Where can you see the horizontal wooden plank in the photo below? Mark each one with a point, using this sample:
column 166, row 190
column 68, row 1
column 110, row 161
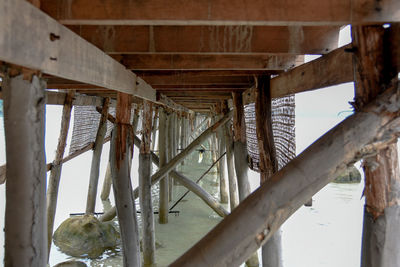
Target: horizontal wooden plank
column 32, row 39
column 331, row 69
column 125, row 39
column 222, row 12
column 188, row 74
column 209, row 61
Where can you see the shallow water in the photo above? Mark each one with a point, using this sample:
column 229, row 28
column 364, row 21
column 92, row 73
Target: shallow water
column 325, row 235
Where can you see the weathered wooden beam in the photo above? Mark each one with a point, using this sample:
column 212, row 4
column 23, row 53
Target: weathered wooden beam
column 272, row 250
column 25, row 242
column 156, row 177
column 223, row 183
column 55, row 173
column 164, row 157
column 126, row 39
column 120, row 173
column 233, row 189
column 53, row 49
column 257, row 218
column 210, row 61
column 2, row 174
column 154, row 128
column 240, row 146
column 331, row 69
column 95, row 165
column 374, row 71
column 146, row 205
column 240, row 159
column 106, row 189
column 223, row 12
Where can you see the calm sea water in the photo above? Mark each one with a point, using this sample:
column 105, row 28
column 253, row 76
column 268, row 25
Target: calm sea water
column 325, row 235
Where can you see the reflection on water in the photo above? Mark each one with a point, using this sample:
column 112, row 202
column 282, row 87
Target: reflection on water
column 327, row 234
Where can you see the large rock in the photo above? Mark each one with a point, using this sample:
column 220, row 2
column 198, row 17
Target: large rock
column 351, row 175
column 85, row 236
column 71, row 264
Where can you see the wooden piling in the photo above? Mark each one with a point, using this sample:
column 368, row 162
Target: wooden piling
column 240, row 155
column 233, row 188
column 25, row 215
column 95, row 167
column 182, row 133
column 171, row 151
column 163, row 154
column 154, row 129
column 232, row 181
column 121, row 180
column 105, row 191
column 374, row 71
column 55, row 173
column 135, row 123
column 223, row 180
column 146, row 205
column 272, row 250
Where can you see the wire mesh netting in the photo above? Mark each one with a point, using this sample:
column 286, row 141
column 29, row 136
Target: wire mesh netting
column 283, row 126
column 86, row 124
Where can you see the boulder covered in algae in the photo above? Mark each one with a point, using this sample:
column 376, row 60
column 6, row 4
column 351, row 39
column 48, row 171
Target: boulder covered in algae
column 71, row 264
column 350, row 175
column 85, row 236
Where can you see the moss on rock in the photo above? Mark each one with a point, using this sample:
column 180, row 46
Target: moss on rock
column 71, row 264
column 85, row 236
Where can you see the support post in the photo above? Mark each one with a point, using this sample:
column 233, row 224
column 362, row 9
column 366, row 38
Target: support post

═══

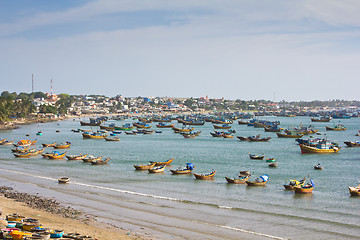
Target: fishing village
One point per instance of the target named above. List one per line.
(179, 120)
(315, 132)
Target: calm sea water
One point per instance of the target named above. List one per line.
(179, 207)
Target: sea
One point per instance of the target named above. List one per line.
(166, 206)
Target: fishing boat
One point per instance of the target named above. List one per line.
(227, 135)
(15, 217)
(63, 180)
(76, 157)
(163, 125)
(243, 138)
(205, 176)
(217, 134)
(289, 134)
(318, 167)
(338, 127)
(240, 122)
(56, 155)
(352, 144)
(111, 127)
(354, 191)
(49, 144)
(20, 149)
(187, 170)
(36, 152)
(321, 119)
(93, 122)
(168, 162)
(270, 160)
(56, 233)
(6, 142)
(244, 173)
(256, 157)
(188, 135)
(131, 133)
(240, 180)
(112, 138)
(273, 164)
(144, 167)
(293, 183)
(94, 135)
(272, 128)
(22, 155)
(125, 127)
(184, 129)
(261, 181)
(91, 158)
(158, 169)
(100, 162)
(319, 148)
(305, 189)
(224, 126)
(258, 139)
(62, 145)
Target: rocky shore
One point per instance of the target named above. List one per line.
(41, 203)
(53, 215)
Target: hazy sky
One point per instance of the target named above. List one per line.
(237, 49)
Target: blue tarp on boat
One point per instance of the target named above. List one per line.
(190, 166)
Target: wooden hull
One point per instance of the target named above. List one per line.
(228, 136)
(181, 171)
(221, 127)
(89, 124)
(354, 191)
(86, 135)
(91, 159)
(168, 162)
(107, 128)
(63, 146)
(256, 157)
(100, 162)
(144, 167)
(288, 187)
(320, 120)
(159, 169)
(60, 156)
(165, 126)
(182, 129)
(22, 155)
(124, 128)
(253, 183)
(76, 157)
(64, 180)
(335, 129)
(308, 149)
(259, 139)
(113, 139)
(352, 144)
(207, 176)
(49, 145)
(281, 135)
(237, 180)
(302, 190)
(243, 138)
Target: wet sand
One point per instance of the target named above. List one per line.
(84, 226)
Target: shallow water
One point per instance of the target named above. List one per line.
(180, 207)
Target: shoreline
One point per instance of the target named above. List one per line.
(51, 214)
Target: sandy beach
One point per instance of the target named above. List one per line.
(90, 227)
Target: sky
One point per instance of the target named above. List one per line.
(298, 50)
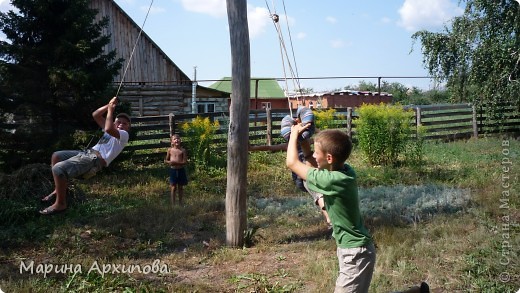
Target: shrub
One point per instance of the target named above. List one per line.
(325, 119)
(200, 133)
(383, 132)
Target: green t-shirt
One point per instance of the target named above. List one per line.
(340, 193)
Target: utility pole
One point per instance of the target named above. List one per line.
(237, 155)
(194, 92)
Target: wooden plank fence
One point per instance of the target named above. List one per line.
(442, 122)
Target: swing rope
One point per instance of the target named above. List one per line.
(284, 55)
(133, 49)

═══

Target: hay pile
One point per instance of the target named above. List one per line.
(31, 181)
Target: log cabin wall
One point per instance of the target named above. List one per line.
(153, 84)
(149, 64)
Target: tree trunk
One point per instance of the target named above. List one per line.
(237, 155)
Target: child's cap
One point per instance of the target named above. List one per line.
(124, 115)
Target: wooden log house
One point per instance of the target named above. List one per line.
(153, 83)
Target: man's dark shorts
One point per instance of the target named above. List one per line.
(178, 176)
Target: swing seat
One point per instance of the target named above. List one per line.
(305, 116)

═══

§ Challenge
Pick out every row above that contains the word "netting" and copy each one in full. Upper and lower case must match.

§ Written response
Where can you see the wire mesh netting in the photo above? Mark each one with a point, using this sample:
Target: wire mesh netting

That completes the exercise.